For the third straight year, all 16 teams in the conference participated in the Big East tournament. Under this format, the teams finishing 9 through 16 in the regular season standings played first round games, while teams 5 through 8 received a bye to the second round. The top 4 teams during the regular season received a bye to the quarterfinals. The five-round tournament spanned five consecutive days, from Tuesday, March 8, through Saturday, March 12, at Madison Square Garden in New York City.

- GIVEN PROBLEM 1:
In the Big East tournament text, from "For the third" to "New York City.", can you give that stretch again while substituting "free pass" for "bye"?
- GIVEN PROBLEM 2:
Can you condense the Big East tournament paragraph that begins "For the third straight year" into a short bulleted list that keeps its main facts?
- GIVEN PROBLEM 3:
According to the Big East tournament text, where was the tournament held?

Pointing and labeling entries

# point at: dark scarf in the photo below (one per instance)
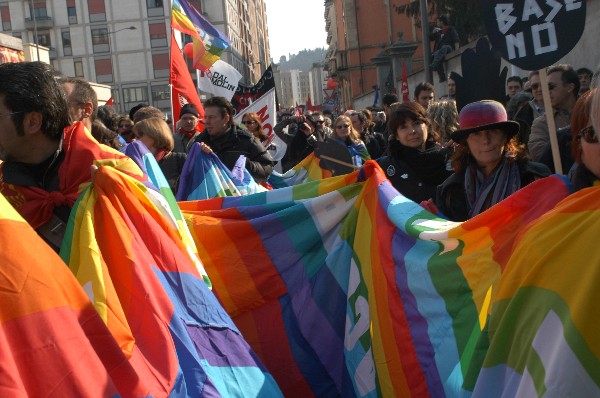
(429, 164)
(483, 193)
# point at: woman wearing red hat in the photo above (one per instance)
(488, 164)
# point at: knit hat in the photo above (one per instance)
(483, 115)
(188, 108)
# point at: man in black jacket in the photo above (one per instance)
(229, 142)
(446, 41)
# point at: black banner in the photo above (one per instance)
(534, 34)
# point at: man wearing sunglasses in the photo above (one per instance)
(563, 84)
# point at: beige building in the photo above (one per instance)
(125, 43)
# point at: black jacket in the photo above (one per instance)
(236, 142)
(451, 198)
(416, 182)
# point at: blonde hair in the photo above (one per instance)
(354, 135)
(156, 129)
(444, 118)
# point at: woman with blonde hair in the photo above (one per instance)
(345, 134)
(157, 136)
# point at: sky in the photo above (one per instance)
(294, 26)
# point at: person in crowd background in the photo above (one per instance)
(564, 88)
(155, 133)
(229, 142)
(444, 120)
(416, 163)
(187, 128)
(446, 40)
(488, 164)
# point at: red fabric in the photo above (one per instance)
(184, 91)
(35, 204)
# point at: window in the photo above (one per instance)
(96, 10)
(103, 70)
(160, 63)
(155, 8)
(135, 94)
(5, 15)
(158, 34)
(78, 66)
(71, 12)
(100, 40)
(65, 35)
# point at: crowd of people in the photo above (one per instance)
(455, 164)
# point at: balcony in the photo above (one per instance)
(40, 23)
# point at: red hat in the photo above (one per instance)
(483, 115)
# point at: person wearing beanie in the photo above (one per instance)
(228, 141)
(187, 128)
(488, 163)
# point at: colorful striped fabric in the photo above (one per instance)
(307, 170)
(343, 287)
(204, 176)
(132, 264)
(209, 43)
(164, 199)
(52, 341)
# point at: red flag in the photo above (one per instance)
(405, 96)
(183, 88)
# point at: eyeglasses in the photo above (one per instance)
(589, 135)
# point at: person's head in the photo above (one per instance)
(442, 21)
(81, 99)
(410, 125)
(485, 135)
(514, 84)
(218, 115)
(359, 121)
(155, 133)
(444, 118)
(188, 117)
(387, 100)
(424, 94)
(564, 86)
(585, 79)
(342, 128)
(252, 122)
(451, 87)
(33, 112)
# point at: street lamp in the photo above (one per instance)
(117, 81)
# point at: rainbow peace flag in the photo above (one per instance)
(204, 176)
(209, 42)
(133, 265)
(307, 170)
(343, 287)
(52, 341)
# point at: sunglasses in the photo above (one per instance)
(589, 135)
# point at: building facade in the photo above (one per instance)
(125, 43)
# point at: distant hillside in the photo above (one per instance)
(303, 60)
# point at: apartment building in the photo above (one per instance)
(125, 43)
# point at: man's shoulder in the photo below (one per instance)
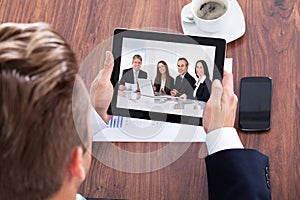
(143, 72)
(189, 77)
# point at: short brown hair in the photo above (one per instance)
(137, 56)
(38, 133)
(186, 62)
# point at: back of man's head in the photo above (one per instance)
(38, 133)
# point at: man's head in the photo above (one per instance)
(43, 114)
(136, 62)
(182, 66)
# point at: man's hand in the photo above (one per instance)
(173, 93)
(101, 90)
(220, 109)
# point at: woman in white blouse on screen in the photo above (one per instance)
(163, 82)
(203, 84)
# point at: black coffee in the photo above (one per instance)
(211, 10)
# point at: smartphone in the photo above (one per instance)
(255, 104)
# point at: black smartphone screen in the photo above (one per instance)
(255, 104)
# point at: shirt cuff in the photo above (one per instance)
(221, 139)
(96, 121)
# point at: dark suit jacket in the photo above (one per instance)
(186, 86)
(203, 91)
(168, 87)
(128, 76)
(238, 174)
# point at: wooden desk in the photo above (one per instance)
(270, 47)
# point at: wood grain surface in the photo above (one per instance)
(270, 47)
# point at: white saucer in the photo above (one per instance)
(233, 29)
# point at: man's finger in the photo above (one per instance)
(228, 82)
(105, 72)
(216, 94)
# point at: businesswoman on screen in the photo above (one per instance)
(163, 82)
(203, 84)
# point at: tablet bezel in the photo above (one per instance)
(120, 34)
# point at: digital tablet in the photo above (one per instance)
(165, 63)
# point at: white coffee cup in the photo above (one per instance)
(209, 25)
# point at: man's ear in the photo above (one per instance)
(76, 166)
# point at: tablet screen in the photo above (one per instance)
(165, 77)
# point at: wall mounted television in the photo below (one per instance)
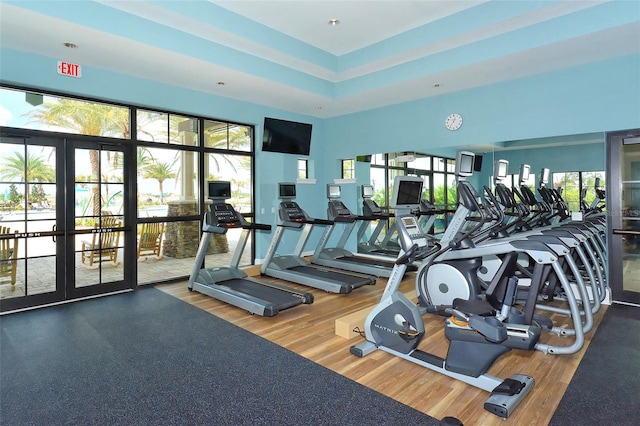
(288, 137)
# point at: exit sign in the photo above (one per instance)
(67, 68)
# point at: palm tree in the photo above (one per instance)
(159, 171)
(88, 118)
(85, 118)
(31, 169)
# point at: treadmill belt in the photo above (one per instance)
(279, 298)
(320, 272)
(381, 263)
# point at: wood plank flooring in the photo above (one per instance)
(309, 331)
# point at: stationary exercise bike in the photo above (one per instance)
(396, 326)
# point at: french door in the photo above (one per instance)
(62, 202)
(623, 206)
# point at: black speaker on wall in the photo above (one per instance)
(477, 163)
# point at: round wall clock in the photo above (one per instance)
(453, 121)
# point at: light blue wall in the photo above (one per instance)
(597, 97)
(603, 96)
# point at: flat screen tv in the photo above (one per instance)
(407, 192)
(219, 190)
(544, 176)
(288, 137)
(464, 163)
(286, 191)
(333, 190)
(367, 191)
(501, 170)
(525, 172)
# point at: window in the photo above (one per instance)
(578, 187)
(348, 169)
(175, 155)
(36, 111)
(303, 168)
(228, 136)
(166, 128)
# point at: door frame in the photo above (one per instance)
(128, 237)
(64, 233)
(615, 232)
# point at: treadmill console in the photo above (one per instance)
(224, 215)
(410, 232)
(371, 208)
(338, 210)
(290, 211)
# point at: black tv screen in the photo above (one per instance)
(286, 190)
(288, 137)
(464, 163)
(407, 192)
(219, 189)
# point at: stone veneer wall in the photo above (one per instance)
(182, 238)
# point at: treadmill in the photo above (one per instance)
(228, 283)
(339, 257)
(371, 212)
(294, 267)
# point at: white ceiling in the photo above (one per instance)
(284, 54)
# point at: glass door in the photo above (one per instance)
(31, 221)
(624, 219)
(98, 223)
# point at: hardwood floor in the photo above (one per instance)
(309, 331)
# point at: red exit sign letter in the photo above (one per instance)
(67, 68)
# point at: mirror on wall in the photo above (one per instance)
(574, 162)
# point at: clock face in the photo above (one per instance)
(453, 121)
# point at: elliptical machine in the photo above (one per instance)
(396, 326)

- EXERCISE RESPONSE 1:
For the third straight year, all 16 teams in the conference participated in the Big East tournament. Under this format, the teams finishing 9 through 16 in the regular season standings played first round games, while teams 5 through 8 received a free pass to the second round. The top 4 teams during the regular season received a free pass to the quarterfinals. The five-round tournament spanned five consecutive days, from Tuesday, March 8, through Saturday, March 12, at Madison Square Garden in New York City.

- EXERCISE RESPONSE 2:
- All 16 conference teams took part for the third straight year.
- Teams 9–16 in the regular season standings played first round games.
- Teams 5–8 got a bye to the second round.
- The top 4 teams got a bye to the quarterfinals.
- The five rounds ran on five consecutive days, Tuesday, March 8, through Saturday, March 12, at Madison Square Garden in New York City.

- EXERCISE RESPONSE 3:
Madison Square Garden in New York City.